**EXERCISES TO COMPLETE**
A. In the article on Twitter's suspension of Donald Trump's account, what position does Jameel Jaffer hold?
B. Find each line in the listing that contains the string "overcast", matching case exactly, and copy those lines out.

**EXCERPTED PASSAGE**
((
After Twitter permanently suspended Donald Trump’s account, earlier this month, the reactions were quick, ubiquitous, and mostly predictable. Many of the takes seemed canned, the way an obituary of a terminally ill celebrity is often pre-written. On the Trump-apologist right, the suspension was denounced as Orwellian tyranny, deep-state collusion, or worse. (Glenn Beck, during a segment on Tucker Carlson’s Fox News show, compared the Trump ban and other Big Tech crackdowns to “the Germans with the Jews behind the wall. They would put them in the ghetto. Well, this is the digital ghetto.”) Among Trump’s opponents, reactions were more mixed. There was a good amount of gloating—the only thing easier than kicking a man when he’s down is dunking on an account after it’s locked—but the Schadenfreude was tempered with caution. Jameel Jaffer, the director of the Knight First Amendment Institute at Columbia, neatly summarized the tension (in a tweet, naturally): “It’s coherent—and in my view absolutely appropriate—to believe both that (i) the social media companies were right to suspend Trump’s accounts last week; and (ii) the companies’ immense power over public discourse is a problem for democracy.” In another tweet, he added, “The First Amendment question is easy. All the other questions are hard.”
Let’s take the easy question first. Nothing in the Constitution prohibits a private company from enforcing its own policies; if anything, the First Amendment protects a company’s right to do so. Now the harder questions. Does censoring a head of state set a dangerous precedent? Yes, it does, but so does allowing a head of state to use a platform’s enormous power, over the course of several years, to dehumanize women, inflame racist paranoia, flirt with nuclear war, and incite armed sedition, often in flagrant violation of the company’s rules. Is it worrisome that Jack Dorsey, a weirdly laconic billionaire with a castaway beard who has never been elected to any public office, is able to make unilateral, unaccountable decisions that may help determine whether our country survives or self-immolates? Yes, it is. But, given that Dorsey and a handful of other techno-oligarchs have this ability, they might as well be pressured (or shamed, or regulated) into using it wisely.
))
Excerpts of location labeling data:
((
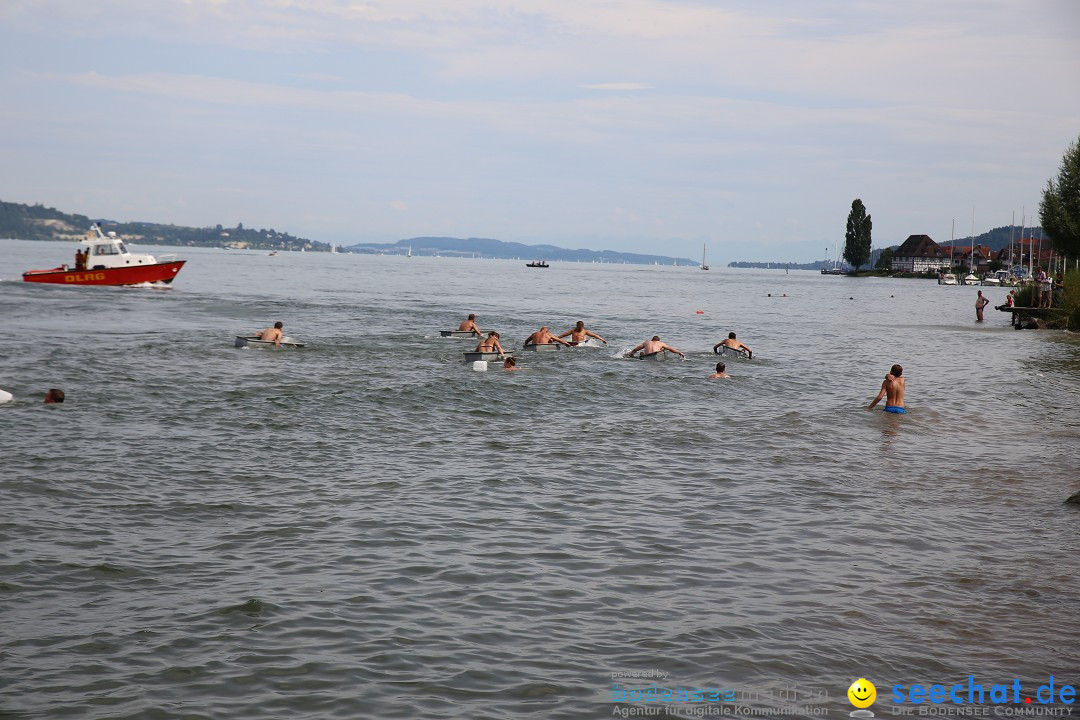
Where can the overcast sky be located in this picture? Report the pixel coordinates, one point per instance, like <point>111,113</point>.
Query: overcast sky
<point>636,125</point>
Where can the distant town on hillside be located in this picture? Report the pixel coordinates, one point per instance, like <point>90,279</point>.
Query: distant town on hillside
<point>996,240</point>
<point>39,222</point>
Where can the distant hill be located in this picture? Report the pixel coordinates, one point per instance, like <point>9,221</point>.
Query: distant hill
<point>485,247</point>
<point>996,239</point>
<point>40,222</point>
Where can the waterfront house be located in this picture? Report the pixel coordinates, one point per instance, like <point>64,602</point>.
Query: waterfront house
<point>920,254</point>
))
**WORKED ANSWERS**
A. He is the director of the Knight First Amendment Institute at Columbia.

B.
Where can the overcast sky be located in this picture? Report the pixel coordinates, one point per instance, like <point>111,113</point>.
Query: overcast sky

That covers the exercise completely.